• [Exercise directions]: How many lines in the records below contain the string "woman"? Case matters. Reply with the number only.

[Region labeling records]
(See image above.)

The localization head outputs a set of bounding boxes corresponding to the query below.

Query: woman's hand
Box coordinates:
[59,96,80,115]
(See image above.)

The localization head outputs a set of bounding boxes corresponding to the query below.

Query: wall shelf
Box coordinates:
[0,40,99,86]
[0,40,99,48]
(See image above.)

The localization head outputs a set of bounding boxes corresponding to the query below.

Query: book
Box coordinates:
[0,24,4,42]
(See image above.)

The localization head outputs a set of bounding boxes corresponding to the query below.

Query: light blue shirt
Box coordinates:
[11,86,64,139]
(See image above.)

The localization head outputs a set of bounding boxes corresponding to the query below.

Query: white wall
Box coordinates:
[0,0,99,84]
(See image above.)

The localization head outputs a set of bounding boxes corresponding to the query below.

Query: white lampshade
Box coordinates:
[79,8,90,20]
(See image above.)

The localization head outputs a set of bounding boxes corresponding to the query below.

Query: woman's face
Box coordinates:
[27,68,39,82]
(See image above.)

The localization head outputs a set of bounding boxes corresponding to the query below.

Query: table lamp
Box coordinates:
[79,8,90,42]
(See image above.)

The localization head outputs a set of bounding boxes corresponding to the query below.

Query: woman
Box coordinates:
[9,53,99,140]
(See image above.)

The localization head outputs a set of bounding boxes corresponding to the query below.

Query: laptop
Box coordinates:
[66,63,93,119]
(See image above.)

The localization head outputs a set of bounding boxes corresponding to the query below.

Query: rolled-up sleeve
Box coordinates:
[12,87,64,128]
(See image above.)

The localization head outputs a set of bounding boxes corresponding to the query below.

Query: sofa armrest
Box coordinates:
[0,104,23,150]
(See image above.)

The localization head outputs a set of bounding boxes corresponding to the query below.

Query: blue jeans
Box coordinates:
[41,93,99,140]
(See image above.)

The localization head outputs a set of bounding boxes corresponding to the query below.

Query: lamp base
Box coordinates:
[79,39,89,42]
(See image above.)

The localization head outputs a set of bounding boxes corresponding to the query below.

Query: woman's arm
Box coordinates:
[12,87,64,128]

• [Correct output]: 4